- EXERCISES TO COMPLETE:
1. Rewrite the paragraph of the New Brunswick travel text that starts "The offer doesn't feel hollow" in fewer words, keeping its main facts.
2. Name every place that the New Brunswick travel text mentions by its proper name.
3. Duplicate the part of the New Brunswick travel text that begins at the words "There’s only the" and ends after the words "of their land.".

- DOCUMENT SEGMENT:
****************************************

THE moment I fall in love with New Brunswick, I’m staring into an abyss.

Our kayak floats in the bay of the town of Saint John, shrouded in fog so thick we see little past the bow.

There’s only the discombobulating ebb of one of the world’s largest tides pulling at the boat, and the voice of our guide emerging from the fuzzy space to our right.

He’s explaining that if we just had another day, he’d drive us into the middle of the Canadian province’s vast forested wilderness, to a spot where his family camp along a trail frequented by hundreds of moose.

The offer doesn’t feel hollow. It feels like he truly means it. This is not atypical of our time here. The people of New Brunswick, which is roughly the size of Ireland but far less populated, often seem to have a deep love of their land.

****************************************

- EXTRACTED MATERIAL:
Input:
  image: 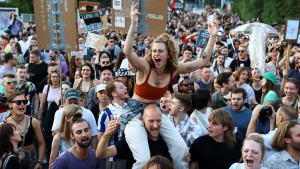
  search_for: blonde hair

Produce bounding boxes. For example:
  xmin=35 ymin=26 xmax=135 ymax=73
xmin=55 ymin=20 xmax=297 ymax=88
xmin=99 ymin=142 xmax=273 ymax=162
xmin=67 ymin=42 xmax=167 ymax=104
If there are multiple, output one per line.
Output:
xmin=271 ymin=120 xmax=299 ymax=151
xmin=57 ymin=104 xmax=82 ymax=145
xmin=145 ymin=33 xmax=178 ymax=73
xmin=208 ymin=109 xmax=236 ymax=149
xmin=242 ymin=134 xmax=265 ymax=160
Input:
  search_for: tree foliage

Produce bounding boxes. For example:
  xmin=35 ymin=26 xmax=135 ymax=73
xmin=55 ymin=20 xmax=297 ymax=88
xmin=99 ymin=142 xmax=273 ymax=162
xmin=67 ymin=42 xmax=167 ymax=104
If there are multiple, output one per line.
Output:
xmin=232 ymin=0 xmax=300 ymax=24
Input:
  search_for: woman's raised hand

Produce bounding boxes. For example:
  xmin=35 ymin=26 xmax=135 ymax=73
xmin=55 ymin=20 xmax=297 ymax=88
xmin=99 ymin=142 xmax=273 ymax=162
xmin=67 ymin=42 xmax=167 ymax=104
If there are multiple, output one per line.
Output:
xmin=130 ymin=2 xmax=140 ymax=23
xmin=208 ymin=15 xmax=219 ymax=37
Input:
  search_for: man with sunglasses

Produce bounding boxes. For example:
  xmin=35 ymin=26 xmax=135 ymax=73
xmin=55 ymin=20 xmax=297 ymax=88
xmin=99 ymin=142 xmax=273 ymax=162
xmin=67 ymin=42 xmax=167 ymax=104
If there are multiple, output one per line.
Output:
xmin=51 ymin=88 xmax=98 ymax=149
xmin=229 ymin=44 xmax=251 ymax=72
xmin=0 ymin=53 xmax=17 ymax=79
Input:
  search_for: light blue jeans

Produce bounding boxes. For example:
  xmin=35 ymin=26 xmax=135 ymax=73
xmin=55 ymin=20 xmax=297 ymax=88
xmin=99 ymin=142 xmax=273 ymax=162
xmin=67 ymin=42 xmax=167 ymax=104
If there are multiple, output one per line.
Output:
xmin=121 ymin=99 xmax=188 ymax=169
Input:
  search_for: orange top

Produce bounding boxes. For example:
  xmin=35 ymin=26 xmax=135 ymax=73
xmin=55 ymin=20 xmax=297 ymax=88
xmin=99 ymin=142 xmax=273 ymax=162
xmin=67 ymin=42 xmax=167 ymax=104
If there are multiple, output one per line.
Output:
xmin=134 ymin=69 xmax=172 ymax=100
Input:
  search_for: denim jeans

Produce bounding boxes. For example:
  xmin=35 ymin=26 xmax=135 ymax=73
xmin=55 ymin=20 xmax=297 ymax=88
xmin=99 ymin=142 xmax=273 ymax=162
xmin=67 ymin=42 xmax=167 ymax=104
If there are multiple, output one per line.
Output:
xmin=121 ymin=99 xmax=188 ymax=169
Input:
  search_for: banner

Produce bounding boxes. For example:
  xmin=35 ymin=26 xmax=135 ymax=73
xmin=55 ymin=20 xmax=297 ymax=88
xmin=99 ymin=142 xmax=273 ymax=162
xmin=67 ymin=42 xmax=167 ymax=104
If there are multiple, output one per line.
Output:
xmin=196 ymin=29 xmax=209 ymax=48
xmin=80 ymin=11 xmax=102 ymax=32
xmin=33 ymin=0 xmax=78 ymax=51
xmin=85 ymin=32 xmax=101 ymax=49
xmin=111 ymin=0 xmax=168 ymax=36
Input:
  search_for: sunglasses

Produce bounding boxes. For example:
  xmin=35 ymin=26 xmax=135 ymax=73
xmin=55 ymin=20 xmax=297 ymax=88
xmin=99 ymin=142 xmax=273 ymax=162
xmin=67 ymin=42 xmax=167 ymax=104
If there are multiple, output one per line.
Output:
xmin=102 ymin=61 xmax=109 ymax=64
xmin=12 ymin=100 xmax=28 ymax=106
xmin=67 ymin=101 xmax=79 ymax=105
xmin=181 ymin=82 xmax=194 ymax=87
xmin=6 ymin=80 xmax=18 ymax=85
xmin=73 ymin=113 xmax=82 ymax=121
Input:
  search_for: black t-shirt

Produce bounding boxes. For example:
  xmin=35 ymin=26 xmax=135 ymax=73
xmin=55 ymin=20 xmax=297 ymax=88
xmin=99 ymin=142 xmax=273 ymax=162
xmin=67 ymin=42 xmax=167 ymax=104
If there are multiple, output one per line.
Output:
xmin=115 ymin=138 xmax=172 ymax=169
xmin=28 ymin=62 xmax=48 ymax=91
xmin=38 ymin=76 xmax=48 ymax=93
xmin=229 ymin=58 xmax=251 ymax=72
xmin=1 ymin=155 xmax=20 ymax=169
xmin=190 ymin=135 xmax=242 ymax=169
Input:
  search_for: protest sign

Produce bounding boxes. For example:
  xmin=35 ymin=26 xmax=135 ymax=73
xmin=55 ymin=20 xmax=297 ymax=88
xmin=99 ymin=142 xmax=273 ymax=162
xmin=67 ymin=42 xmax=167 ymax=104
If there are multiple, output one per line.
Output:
xmin=85 ymin=32 xmax=101 ymax=49
xmin=196 ymin=29 xmax=209 ymax=48
xmin=111 ymin=0 xmax=168 ymax=36
xmin=33 ymin=0 xmax=78 ymax=51
xmin=79 ymin=1 xmax=100 ymax=14
xmin=80 ymin=11 xmax=102 ymax=32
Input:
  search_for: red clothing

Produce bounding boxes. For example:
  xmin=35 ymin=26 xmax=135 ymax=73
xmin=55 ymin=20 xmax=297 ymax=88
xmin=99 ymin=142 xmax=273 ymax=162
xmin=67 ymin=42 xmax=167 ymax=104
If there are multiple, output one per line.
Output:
xmin=134 ymin=69 xmax=172 ymax=100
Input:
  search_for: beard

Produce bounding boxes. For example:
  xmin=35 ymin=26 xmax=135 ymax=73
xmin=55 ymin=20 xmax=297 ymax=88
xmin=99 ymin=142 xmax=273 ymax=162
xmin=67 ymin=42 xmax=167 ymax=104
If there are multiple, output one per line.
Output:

****************************************

- TASK RESPONSES:
1. The guide's offer seems sincere, which is typical of the trip. New Brunswick is about the size of Ireland but much less populated, and its people often seem to deeply love their land.

2.
- New Brunswick
- Saint John
- Ireland

3.
There’s only the discombobulating ebb of one of the world’s largest tides pulling at the boat, and the voice of our guide emerging from the fuzzy space to our right.

He’s explaining that if we just had another day, he’d drive us into the middle of the Canadian province’s vast forested wilderness, to a spot where his family camp along a trail frequented by hundreds of moose.

The offer doesn’t feel hollow. It feels like he truly means it. This is not atypical of our time here. The people of New Brunswick, which is roughly the size of Ireland but far less populated, often seem to have a deep love of their land.